▶ _Fragmento del documento_:
.....

En este momento estás viendo Páginas selectas #20. EL 1 DE ENERO (G. K. Chesterton)

Páginas selectas #20. EL 1 DE ENERO (G. K. Chesterton)

Anoche, mientras escuchaba las campanas que anunciaban la llegada del 1 de enero resonando como cañones en medio de la oscuridad, tomé una resolución de Año Nuevo que consta de cuarenta y ocho secciones, cuarenta y seis de las cuales son intensamente interesantes, pero no conciernen al lector. Las dos últimas podrían ser de interés público, porque no pienso cumplirlas. Tales eran: 1) Que, con la ayuda del cielo, no escribiría sobre el Año Nuevo, y 2) que no escribiría sobre ninguna otra cosa, sino que me retiraría a un monasterio de mi propia religión, que no está todavía lo que se puede llamar bien fundada. Fueron exageraciones, nacidas de ese estado de ánimo radiante -superior a la irradiación de la luz- que es la irradiación de la sombra. La luz del día es, en muchos aspectos, una ilusión, pues nos lleva a creer que el secreto de las cosas está muy lejos; la oscuridad, en cambio, nos hace sentir que está muy cerca.

En la oscuridad me siento como si fuera un salvaje. La única conclusión que me ha dejado la lectura de algunos estudios recientes sobre la religión de los salvajes es que éstos son sensatos, sean lo que fueren los demás. Me siento, decía, como un salvaje filosófico y racional que no ha permitido que un chapurreo mecánico de palabras le prive de su éxtasis natural y delicioso, de su natural y delicioso terror. Me siento como un salvaje que creía que un oso de gigantesco tamaño había hecho las estrellas, y que este oso le había tomado de pronto personal afición al tal salvaje y lo había abrazado. Esto en cuanto a lo que siento en la oscuridad.

Los años nuevos, como otras cosas por el estilo, son extraordinariamente valiosos. Son divisiones arbitrarias del tiempo; son un corte repentino e incesante del tiempo en dos. Pero cuando tenemos una serpiente sin fin delante de nosotros, ¿qué podemos hacer, si no cortarla en dos? El tiempo es en apariencia infinito, y sin duda alguna es una serpiente.

.....

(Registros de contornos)
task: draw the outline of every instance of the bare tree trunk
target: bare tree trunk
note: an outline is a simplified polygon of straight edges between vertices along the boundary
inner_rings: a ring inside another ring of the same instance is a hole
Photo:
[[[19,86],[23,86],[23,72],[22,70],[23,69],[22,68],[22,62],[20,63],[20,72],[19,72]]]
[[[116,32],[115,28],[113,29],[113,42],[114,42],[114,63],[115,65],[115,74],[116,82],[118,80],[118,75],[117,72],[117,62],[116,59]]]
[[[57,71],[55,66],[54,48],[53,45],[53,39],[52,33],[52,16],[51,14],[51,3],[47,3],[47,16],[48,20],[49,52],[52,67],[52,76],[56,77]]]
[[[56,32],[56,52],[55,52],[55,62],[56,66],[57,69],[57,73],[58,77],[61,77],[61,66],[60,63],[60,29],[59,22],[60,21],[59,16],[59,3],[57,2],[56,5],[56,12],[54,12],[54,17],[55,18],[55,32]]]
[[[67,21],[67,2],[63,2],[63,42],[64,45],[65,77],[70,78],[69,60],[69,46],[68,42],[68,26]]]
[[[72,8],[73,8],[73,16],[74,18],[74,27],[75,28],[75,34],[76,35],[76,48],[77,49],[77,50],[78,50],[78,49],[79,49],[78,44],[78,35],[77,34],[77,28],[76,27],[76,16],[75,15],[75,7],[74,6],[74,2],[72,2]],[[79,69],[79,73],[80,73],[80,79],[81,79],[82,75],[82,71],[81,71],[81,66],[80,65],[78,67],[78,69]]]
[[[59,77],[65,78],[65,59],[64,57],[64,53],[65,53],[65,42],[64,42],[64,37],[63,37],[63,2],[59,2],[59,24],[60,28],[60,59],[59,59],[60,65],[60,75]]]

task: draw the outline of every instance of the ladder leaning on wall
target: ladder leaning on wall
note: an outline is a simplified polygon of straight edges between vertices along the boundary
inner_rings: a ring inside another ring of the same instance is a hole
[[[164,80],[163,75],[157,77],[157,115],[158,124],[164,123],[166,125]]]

.....

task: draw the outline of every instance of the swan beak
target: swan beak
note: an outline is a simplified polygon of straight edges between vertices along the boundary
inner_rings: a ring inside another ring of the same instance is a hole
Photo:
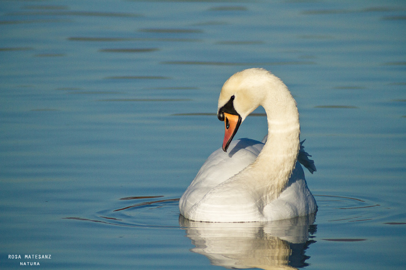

.....

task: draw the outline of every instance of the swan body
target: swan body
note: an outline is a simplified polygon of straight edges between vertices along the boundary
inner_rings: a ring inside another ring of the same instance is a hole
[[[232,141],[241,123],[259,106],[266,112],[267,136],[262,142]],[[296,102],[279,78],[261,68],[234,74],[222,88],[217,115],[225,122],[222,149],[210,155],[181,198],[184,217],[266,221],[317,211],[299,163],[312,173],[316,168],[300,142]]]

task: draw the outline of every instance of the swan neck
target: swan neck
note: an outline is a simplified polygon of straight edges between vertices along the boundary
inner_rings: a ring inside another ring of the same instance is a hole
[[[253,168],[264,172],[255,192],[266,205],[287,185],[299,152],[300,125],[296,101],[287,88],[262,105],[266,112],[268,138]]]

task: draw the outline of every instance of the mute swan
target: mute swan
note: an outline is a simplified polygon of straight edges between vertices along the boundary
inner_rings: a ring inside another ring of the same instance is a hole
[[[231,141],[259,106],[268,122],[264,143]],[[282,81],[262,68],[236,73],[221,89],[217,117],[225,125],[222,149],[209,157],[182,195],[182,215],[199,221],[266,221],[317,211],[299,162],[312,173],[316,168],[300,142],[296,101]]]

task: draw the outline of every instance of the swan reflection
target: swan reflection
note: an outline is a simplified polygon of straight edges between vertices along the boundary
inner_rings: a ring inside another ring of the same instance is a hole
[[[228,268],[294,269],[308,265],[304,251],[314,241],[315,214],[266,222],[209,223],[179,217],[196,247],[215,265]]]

.....

▶ _Objetivos_:
A - Según el fragmento sobre el Año Nuevo, ¿de cuántas secciones consta la resolución que se tomó al oír las campanas?
B - Transcribe del fragmento sobre el Año Nuevo el pasaje comprendido entre "Los años nuevos, como" y "es una serpiente.", ambos incluidos.
Los registros son un material independiente del texto.

▶ _Respuestas_:
A - Consta de cuarenta y ocho secciones.

B -
Los años nuevos, como otras cosas por el estilo, son extraordinariamente valiosos. Son divisiones arbitrarias del tiempo; son un corte repentino e incesante del tiempo en dos. Pero cuando tenemos una serpiente sin fin delante de nosotros, ¿qué podemos hacer, si no cortarla en dos? El tiempo es en apariencia infinito, y sin duda alguna es una serpiente.